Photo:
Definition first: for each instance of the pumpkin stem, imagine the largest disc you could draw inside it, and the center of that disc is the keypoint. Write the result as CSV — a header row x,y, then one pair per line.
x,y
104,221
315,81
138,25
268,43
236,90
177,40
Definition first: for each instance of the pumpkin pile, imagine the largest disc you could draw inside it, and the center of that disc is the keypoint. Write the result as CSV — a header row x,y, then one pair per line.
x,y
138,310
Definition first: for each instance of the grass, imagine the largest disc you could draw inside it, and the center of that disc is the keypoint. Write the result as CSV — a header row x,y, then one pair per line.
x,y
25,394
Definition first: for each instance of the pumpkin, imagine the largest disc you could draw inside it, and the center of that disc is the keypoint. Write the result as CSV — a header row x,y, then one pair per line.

######

** Aim of the task **
Reproduce exactly the lines from the one containing "Definition first: for each instance of the grass, imagine" through the last line of the records, both included, and nothing else.

** Output for this exercise **
Definition first: for each instance of the grass, imagine the largest disc you could draw inside it, and the center of that disc is the keypoint. Write the result as CSV — a header row x,y, then one pair per line.
x,y
25,394
Definition first: for each instance of the pumpkin, imagine the largest disc you could draw inside it, and the center of that disc is the keypoint. Write the result as CSV — a header row x,y, then one pair per line.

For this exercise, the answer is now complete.